**** Exercise materials ****

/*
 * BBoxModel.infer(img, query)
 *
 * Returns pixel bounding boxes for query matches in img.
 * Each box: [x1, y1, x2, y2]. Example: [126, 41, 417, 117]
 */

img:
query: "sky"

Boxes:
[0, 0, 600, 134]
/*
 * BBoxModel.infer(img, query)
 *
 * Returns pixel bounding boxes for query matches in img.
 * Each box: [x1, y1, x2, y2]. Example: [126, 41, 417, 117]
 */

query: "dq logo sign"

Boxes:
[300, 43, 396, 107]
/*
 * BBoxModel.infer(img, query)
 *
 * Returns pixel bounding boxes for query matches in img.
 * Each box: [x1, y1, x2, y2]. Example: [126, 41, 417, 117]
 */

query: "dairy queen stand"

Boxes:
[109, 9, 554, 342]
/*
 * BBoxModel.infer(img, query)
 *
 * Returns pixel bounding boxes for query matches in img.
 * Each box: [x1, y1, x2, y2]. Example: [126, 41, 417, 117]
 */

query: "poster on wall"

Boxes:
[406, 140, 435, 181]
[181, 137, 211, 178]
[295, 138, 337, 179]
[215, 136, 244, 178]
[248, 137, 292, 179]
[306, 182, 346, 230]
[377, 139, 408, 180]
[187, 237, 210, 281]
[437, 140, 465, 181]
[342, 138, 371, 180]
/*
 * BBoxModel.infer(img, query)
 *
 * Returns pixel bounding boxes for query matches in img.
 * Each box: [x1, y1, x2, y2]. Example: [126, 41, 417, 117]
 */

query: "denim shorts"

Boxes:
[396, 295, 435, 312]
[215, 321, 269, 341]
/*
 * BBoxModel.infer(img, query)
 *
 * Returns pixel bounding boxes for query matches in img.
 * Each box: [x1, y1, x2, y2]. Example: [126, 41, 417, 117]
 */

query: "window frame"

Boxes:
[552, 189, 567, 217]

****

Exercise:
Rewrite all of the entries above as a JSON list of strings, with one string per line and no blank lines.

Task response:
[
  "/*",
  " * BBoxModel.infer(img, query)",
  " *",
  " * Returns pixel bounding boxes for query matches in img.",
  " * Each box: [x1, y1, x2, y2]. Example: [126, 41, 417, 117]",
  " */",
  "img:",
  "query: \"sky\"",
  "Boxes:",
  "[0, 0, 600, 134]",
  "/*",
  " * BBoxModel.infer(img, query)",
  " *",
  " * Returns pixel bounding boxes for query matches in img.",
  " * Each box: [x1, y1, x2, y2]. Example: [126, 41, 417, 117]",
  " */",
  "query: \"dq logo sign\"",
  "Boxes:",
  "[300, 43, 396, 107]",
  "/*",
  " * BBoxModel.infer(img, query)",
  " *",
  " * Returns pixel bounding boxes for query matches in img.",
  " * Each box: [x1, y1, x2, y2]. Example: [126, 41, 417, 117]",
  " */",
  "query: \"dairy queen stand\"",
  "Boxes:",
  "[109, 9, 554, 342]",
  "/*",
  " * BBoxModel.infer(img, query)",
  " *",
  " * Returns pixel bounding boxes for query matches in img.",
  " * Each box: [x1, y1, x2, y2]. Example: [126, 41, 417, 117]",
  " */",
  "query: \"poster on wall\"",
  "Boxes:",
  "[406, 140, 435, 181]",
  "[181, 137, 211, 178]",
  "[295, 138, 337, 179]",
  "[215, 136, 244, 178]",
  "[248, 137, 292, 179]",
  "[306, 182, 346, 230]",
  "[377, 139, 408, 180]",
  "[187, 237, 210, 281]",
  "[437, 140, 465, 181]",
  "[342, 138, 371, 180]",
  "/*",
  " * BBoxModel.infer(img, query)",
  " *",
  " * Returns pixel bounding boxes for query matches in img.",
  " * Each box: [x1, y1, x2, y2]. Example: [126, 41, 417, 117]",
  " */",
  "query: \"denim shorts\"",
  "Boxes:",
  "[396, 295, 435, 312]",
  "[215, 321, 269, 341]",
  "/*",
  " * BBoxModel.infer(img, query)",
  " *",
  " * Returns pixel bounding boxes for query matches in img.",
  " * Each box: [x1, y1, x2, y2]. Example: [126, 41, 417, 117]",
  " */",
  "query: \"window frame\"",
  "Boxes:",
  "[552, 189, 567, 217]"
]